PROBLEM DETAILS >> Can you transcribe the entire National Entrance Screening Test entry word for word?

SOURCE EXTRACT >>
# # # # #

National Entrance Screening Test
- Acronym: NEST
- Type: Computer Based Test
- Administrator: National Institute of Science Education and Research
- Skills tested: Academic knowledge
- Purpose: Admission to Integrated-MSc Program
- Year started: 2007 (19 years ago)
- Duration: 3 hours
- Score range: 200
- Score validity: 1 year
- Offered: Once in a year
- Restrictions on attempts: No restriction on the number of attempts, There is no age limit for appearing.
- Regions: India
- Languages: English
- Annual number of test takers: ▼27,973 (2024); ▲44,920 (2023); ▼22,000 (2022); ▲24,328 (2021); ▼21,275 (2020);
- Prerequisites: Physics; Chemistry; Mathematics; Biology;
- Fee: ₹1400 for male applicants of the General and OBC categories.; ₹700 for all female applicants and male applicants of SC, ST, Divyangjan.;
- Used by: 2 institutes
- Website: www.nestexam.in

= National Entrance Screening Test =

Entrance test for Integrated-MSc admissions in India

The National Entrance Screening Test (NEST) is an annual college entrance examination in India, conducted for admission into the National Institute of Science Education and Research (NISER), Jatani and the Centre for Excellence in Basic Sciences (UM-DAE CEBS), Mumbai. These two institutes use NEST as a sole criterion for admission to their undergraduate programs.

2017 was the year in which NEST exam received highest number of applicants ( 68,544 ) and students appeared ( approx. 47000 ).

# # # # #

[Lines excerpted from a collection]
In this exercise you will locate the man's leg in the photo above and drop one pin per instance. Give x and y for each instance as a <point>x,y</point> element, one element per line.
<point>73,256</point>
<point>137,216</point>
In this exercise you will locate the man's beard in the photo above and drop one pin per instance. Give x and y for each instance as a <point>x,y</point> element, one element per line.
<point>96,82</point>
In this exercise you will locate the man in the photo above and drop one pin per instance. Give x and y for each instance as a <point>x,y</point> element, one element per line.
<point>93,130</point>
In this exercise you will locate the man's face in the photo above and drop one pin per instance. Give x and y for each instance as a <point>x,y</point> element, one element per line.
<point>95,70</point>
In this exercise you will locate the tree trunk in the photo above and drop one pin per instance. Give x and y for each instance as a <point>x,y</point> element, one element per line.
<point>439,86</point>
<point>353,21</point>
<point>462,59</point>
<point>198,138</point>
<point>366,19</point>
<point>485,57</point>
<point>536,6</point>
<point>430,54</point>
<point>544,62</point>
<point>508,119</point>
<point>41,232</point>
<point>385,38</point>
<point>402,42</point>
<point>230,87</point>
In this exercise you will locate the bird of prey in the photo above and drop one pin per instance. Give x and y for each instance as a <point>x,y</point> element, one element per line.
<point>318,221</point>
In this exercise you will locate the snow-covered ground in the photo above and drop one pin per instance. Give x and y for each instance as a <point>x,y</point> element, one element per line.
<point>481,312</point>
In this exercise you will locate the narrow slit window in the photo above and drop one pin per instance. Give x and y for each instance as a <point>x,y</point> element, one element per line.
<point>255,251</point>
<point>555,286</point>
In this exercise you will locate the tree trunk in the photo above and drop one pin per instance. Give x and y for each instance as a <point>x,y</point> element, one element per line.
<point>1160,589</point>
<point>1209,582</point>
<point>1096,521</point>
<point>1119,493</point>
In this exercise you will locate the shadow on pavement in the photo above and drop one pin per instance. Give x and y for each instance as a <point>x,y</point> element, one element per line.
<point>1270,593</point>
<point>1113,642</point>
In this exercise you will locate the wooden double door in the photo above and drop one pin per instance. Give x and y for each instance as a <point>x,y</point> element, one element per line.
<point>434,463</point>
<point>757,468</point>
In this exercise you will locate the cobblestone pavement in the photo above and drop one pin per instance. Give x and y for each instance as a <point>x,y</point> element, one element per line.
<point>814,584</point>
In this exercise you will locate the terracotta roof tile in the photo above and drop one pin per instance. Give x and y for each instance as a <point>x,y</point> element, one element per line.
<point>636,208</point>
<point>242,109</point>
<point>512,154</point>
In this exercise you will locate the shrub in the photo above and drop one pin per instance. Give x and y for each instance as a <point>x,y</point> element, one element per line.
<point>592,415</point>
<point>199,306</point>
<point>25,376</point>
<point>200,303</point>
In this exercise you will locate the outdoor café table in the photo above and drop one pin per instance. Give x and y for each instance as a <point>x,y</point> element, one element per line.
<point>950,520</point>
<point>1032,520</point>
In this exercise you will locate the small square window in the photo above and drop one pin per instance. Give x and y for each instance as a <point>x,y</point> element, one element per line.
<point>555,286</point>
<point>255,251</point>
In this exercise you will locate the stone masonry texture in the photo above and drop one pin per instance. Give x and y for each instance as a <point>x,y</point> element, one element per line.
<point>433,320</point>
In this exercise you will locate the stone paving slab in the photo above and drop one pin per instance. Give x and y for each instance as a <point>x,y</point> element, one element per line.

# # # # #

SOLUTION >>
National Entrance Screening Test
- Acronym: NEST
- Type: Computer Based Test
- Administrator: National Institute of Science Education and Research
- Skills tested: Academic knowledge
- Purpose: Admission to Integrated-MSc Program
- Year started: 2007 (19 years ago)
- Duration: 3 hours
- Score range: 200
- Score validity: 1 year
- Offered: Once in a year
- Restrictions on attempts: No restriction on the number of attempts, There is no age limit for appearing.
- Regions: India
- Languages: English
- Annual number of test takers: ▼27,973 (2024); ▲44,920 (2023); ▼22,000 (2022); ▲24,328 (2021); ▼21,275 (2020);
- Prerequisites: Physics; Chemistry; Mathematics; Biology;
- Fee: ₹1400 for male applicants of the General and OBC categories.; ₹700 for all female applicants and male applicants of SC, ST, Divyangjan.;
- Used by: 2 institutes
- Website: www.nestexam.in

= National Entrance Screening Test =

Entrance test for Integrated-MSc admissions in India

The National Entrance Screening Test (NEST) is an annual college entrance examination in India, conducted for admission into the National Institute of Science Education and Research (NISER), Jatani and the Centre for Excellence in Basic Sciences (UM-DAE CEBS), Mumbai. These two institutes use NEST as a sole criterion for admission to their undergraduate programs.

2017 was the year in which NEST exam received highest number of applicants ( 68,544 ) and students appeared ( approx. 47000 ).